* Document
[Xastir] Re: Tons of Tiger Maps -- can we use them?

Gerry Creager N5JXS gerry.creager at tamu.edu
Tue Nov 25 20:30:38 EST 2003


Hmmm.  Sounds like your area hasn't been reflown recently with digital 
acquisition.  USGS is updating large areas of the country, but they 
refly rapidly growing urban areas more frequently than rural/ag areas or 
slow-growing urban regions.

Another potential problem: In the old days, hand digitization off large 
format aerial photos was the norm and a lot of the work was done by 
interns and summer-hires, often high school kids.  Let's say that 
digitization accuracy was often better in August than June, and there 
was no accounting for some digitizing after big parties...  Finally, 
recall that the aerial photos were only as good as the days they were 
flown on.  When the kids digitized them, they often had to guess about 
what was underneath that cloud or canopy cover.

73, gerry

Tom Russo wrote:
> On Tue, Nov 25, 2003 at 10:36:33AM -0600, a Mr. Richard Feyler of Fort Lee, New Jersey <gerry.creager at tamu.edu> writes 'Dear Rosanne Rosannadanna':
> 
>>Warning!  Warning Will Robinson!  Warning!  Datum error!
>>
>>300m in NM sounds like a NAD27/NAd83 offset.
> 
> 
> Well, it almost does if taken out of context.  300m in my area exceeds the
> normal datum shift which is at most 200m.  Plus I didn't actually say 
> "all the streets are shifted" but rather "my street is shifted."  Fact is, 
> the tiger map is just not accurate in my area.  Some streets line up perfectly, 
> others bear no resemblance whatsoever to the streets whose names they bear --- 
> mine is one, as it's not only shifted, but completely the wrong shape.

* Data section

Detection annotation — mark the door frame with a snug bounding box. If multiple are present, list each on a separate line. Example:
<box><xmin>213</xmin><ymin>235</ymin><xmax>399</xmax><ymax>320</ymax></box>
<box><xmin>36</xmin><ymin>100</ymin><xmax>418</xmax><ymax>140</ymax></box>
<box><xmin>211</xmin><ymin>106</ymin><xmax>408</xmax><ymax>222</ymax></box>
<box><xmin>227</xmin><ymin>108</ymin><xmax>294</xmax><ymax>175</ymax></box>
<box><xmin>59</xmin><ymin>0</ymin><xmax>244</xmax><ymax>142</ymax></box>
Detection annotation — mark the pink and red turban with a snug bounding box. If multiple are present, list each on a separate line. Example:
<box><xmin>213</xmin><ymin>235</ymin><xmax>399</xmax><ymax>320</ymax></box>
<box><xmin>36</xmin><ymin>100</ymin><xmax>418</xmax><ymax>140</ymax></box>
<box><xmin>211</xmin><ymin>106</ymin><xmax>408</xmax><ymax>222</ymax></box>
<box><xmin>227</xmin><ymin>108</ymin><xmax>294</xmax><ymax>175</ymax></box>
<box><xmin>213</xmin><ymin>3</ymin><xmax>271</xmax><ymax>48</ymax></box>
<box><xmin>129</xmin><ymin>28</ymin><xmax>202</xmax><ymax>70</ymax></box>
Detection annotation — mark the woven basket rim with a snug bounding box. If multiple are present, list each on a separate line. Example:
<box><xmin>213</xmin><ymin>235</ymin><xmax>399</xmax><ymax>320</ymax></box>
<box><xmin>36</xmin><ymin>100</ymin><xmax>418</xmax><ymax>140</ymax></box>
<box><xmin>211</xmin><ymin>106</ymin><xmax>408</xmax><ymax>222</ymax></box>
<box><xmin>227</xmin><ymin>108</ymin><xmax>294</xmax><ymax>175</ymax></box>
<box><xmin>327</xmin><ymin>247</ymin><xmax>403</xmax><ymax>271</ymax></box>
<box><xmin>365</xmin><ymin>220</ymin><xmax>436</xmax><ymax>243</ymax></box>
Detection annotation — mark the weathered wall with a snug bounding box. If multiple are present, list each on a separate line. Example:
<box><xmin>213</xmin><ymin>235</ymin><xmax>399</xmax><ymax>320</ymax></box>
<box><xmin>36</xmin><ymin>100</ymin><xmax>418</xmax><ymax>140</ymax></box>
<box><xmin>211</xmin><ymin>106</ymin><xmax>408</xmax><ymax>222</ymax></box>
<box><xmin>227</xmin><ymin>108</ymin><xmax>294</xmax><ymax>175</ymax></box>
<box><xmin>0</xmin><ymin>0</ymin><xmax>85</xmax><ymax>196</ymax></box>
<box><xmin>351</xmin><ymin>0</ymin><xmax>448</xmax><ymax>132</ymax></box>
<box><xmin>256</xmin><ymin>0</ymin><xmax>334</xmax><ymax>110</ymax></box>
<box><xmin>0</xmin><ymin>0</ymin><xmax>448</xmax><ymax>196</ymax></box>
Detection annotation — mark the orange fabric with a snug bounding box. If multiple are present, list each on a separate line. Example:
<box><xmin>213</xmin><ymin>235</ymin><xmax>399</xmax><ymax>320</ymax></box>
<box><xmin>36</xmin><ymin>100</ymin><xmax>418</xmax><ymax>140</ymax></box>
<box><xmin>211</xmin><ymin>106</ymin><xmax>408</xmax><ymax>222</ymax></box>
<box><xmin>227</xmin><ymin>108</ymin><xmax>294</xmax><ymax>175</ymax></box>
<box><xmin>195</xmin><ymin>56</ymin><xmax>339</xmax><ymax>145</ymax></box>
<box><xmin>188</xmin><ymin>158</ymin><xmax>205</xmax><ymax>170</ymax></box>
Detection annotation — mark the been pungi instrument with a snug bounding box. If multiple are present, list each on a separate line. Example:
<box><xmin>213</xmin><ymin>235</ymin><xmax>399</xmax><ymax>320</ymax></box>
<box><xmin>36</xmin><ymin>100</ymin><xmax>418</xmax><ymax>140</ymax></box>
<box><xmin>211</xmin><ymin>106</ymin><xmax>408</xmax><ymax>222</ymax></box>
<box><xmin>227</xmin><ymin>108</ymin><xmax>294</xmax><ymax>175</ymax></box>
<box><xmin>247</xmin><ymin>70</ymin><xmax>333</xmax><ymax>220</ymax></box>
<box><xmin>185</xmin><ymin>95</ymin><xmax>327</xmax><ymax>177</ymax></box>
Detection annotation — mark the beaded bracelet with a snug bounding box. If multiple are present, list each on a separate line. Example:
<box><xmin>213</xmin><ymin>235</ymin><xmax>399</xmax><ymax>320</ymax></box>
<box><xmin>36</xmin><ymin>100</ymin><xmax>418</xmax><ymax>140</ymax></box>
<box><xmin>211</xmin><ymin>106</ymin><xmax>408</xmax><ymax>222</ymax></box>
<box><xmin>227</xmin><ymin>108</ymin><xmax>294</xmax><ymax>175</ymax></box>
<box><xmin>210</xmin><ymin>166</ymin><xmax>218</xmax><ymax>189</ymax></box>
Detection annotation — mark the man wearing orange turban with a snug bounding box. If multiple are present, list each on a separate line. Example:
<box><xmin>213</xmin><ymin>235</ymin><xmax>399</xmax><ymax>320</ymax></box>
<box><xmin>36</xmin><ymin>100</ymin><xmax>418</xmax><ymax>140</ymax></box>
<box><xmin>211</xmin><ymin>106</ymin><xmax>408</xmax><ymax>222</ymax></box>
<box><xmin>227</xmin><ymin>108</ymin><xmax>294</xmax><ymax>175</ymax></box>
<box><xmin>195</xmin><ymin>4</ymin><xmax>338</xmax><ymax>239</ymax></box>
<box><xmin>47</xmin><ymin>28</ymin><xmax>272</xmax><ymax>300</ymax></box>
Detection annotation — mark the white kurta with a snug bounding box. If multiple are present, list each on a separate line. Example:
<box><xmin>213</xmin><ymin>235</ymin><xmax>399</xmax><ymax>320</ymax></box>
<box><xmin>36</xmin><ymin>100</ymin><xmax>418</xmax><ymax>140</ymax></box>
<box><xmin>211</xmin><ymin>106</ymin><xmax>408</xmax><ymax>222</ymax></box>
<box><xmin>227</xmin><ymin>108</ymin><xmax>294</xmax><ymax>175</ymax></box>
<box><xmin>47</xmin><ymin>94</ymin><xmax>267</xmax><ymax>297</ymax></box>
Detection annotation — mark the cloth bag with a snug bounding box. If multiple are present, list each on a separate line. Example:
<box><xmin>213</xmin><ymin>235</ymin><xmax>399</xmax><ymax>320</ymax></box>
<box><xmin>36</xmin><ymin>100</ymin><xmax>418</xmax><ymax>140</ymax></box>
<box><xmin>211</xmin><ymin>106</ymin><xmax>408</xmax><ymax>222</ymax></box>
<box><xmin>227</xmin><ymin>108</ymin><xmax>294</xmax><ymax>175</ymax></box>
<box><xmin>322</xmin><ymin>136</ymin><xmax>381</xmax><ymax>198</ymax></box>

* What is required
Retype the part of the Tiger map post that opens with the words containing "Gerry Creager N5JXS" and closes with "slow-growing urban regions.". The records were gathered from a separate source unrelated to the Tiger map post.

* Exercise solution
Gerry Creager N5JXS gerry.creager at tamu.edu
Tue Nov 25 20:30:38 EST 2003


Hmmm.  Sounds like your area hasn't been reflown recently with digital 
acquisition.  USGS is updating large areas of the country, but they 
refly rapidly growing urban areas more frequently than rural/ag areas or 
slow-growing urban regions.